> [Reading text]
——————————

# SQuadS: Self-Serve System Services for new Hardware-Software Cooperation

Nazerke Turtayeva UC Santa Barbara Santa Barbara, CA, USA Guillem López-Paradís BSC & UPC Barcelona, Spain Jonathan Balkind UC Santa Barbara Santa Barbara, CA, USA

# **ABSTRACT**

Overarching computational demand and the well-known end of Moore's law are pushing architects to conceive new solutions resulting in increasing heterogeneity and complexity of hardware. The result is that there is too much for host CPUs to juggle in between accelerators and complex software.

In the face of these persistent trends, we argue that it is time to re-imagine the current Hardware-Software (HW-SW) interface between the Hardware, OS and provided System Services. We argue that traditional HW-SW models no longer serve today's dynamically changing hardware environments. As a new paradigm, we propose Self-Serve System Services (SQuadS) for an efficient and flexible interface. Specifically, this comprises moving the System Services of choice down to HW alongside existing computing units. This enables accelerators to choose between hardware implementations of System Services to Self-Serve or to call the OS from host CPUs as usual. We further argue that circumstances are ideal for such a move to be made in the near future.

### 1 INTRODUCTION

While accelerators became prevalent as the death knell sounded for Moore's Law, system services have also grown complex. To address the increasing complexity, recent work in our community has focused on building hardware accelerators for system services like Networking [2, 16, 17], Encryption [1, 4], Garbage Collection [13], Memory Allocation [9] and Page Fault Serving [10]. The following are descriptions of some of those works. We highlight in particular the interfaces adopted for these services and accelerators.

——————————

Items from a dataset
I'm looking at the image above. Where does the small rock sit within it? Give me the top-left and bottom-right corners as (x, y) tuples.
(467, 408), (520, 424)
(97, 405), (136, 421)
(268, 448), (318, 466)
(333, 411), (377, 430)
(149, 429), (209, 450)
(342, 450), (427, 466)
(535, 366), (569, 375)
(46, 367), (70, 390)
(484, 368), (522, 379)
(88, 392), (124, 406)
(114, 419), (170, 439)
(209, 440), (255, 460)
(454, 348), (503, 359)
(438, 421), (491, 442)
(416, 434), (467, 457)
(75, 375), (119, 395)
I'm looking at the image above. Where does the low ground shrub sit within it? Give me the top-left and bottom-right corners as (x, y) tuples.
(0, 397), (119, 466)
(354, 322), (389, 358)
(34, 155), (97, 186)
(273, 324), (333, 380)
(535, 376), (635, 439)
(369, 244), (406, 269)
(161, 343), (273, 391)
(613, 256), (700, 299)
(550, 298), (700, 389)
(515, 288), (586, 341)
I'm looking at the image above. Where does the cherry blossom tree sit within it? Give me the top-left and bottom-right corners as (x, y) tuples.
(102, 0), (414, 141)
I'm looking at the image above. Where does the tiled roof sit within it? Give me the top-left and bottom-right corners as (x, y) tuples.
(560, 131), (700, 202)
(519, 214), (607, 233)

——————————

> [Challenge A] What two forces does the SQuadS text say are pushing architects toward new solutions?
> [Challenge B] Please echo the SQuadS text starting with "### 1 INTRODUCTION" and going on through "services and accelerators.".

> [Complete response A] Overarching computational demand and the end of Moore's law.

> [Complete response B]
### 1 INTRODUCTION

While accelerators became prevalent as the death knell sounded for Moore's Law, system services have also grown complex. To address the increasing complexity, recent work in our community has focused on building hardware accelerators for system services like Networking [2, 16, 17], Encryption [1, 4], Garbage Collection [13], Memory Allocation [9] and Page Fault Serving [10]. The following are descriptions of some of those works. We highlight in particular the interfaces adopted for these services and accelerators.